▶ _TO DO_:
Replace "orange" with "red" in the lines running from the start of the material through the line holding "point(541, 382)", both ends included. Give back only those lines, with everything else left the same.
::::::::
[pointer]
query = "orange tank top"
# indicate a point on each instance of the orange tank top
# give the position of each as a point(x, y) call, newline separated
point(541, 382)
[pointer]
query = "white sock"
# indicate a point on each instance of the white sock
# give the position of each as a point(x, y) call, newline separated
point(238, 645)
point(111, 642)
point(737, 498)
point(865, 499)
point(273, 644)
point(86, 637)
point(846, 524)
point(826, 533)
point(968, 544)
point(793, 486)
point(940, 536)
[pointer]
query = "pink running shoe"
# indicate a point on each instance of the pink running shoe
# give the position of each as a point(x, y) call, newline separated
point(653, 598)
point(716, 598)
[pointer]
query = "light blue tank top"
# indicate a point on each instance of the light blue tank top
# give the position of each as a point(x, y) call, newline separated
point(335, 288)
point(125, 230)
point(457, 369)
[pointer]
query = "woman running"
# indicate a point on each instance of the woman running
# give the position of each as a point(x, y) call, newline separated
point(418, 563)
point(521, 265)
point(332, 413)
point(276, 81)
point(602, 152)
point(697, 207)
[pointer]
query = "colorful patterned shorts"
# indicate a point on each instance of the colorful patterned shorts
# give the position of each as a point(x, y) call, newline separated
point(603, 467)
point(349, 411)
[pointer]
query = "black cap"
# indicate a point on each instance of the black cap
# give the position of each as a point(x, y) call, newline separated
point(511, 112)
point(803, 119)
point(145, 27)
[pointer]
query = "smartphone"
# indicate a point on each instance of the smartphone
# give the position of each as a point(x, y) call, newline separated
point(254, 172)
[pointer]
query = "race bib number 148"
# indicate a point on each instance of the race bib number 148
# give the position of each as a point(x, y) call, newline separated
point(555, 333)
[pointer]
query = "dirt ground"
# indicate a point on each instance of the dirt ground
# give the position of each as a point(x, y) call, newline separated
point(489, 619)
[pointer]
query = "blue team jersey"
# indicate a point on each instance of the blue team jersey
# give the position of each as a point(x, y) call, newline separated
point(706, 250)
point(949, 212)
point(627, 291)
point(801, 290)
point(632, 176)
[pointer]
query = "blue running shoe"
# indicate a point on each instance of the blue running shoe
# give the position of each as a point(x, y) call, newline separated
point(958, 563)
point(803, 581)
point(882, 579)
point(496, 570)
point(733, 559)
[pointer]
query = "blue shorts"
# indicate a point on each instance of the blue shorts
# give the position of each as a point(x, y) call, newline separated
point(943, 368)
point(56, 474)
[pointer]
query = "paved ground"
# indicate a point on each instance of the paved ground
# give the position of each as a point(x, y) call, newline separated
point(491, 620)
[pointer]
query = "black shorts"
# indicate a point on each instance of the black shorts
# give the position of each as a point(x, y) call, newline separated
::::::::
▶ _TASK RESPONSE_:
[pointer]
query = "red tank top"
# indicate a point on each instance of the red tank top
# give the position of each as a point(x, y) call, newline separated
point(541, 382)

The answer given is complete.